**AVAILABLE DATA**
· · · · · · ·
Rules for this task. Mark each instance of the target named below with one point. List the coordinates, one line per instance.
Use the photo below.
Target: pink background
· · · · · · ·
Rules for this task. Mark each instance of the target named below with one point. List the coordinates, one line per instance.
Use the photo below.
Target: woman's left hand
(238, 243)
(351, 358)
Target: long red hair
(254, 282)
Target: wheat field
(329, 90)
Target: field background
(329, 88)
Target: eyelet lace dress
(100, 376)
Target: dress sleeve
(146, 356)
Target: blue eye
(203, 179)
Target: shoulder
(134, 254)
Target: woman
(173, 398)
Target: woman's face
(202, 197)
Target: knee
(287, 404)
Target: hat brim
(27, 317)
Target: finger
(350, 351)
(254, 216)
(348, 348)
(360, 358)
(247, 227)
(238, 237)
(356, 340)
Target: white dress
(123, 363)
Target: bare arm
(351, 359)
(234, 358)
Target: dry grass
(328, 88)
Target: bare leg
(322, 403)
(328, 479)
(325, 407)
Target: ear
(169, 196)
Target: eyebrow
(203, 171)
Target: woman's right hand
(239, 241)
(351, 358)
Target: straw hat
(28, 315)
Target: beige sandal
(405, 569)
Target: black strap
· · · · · · ·
**EXERCISE DIRECTIONS**
Give back exactly the lines above starting at the line where "Target: blue eye" appears and ending at the line where "Target: black strap" appears, both included, with no other lines.

**RESPONSE**
Target: blue eye
(203, 179)
Target: shoulder
(134, 254)
Target: woman
(173, 398)
Target: woman's face
(202, 197)
Target: knee
(287, 404)
Target: hat brim
(27, 317)
Target: finger
(350, 351)
(254, 216)
(348, 348)
(360, 358)
(247, 227)
(238, 237)
(356, 340)
Target: white dress
(123, 363)
Target: bare arm
(351, 359)
(234, 358)
Target: dry grass
(328, 88)
Target: bare leg
(322, 403)
(328, 479)
(325, 407)
Target: ear
(169, 196)
Target: eyebrow
(203, 171)
Target: woman's right hand
(239, 241)
(351, 358)
Target: straw hat
(28, 315)
Target: beige sandal
(405, 569)
Target: black strap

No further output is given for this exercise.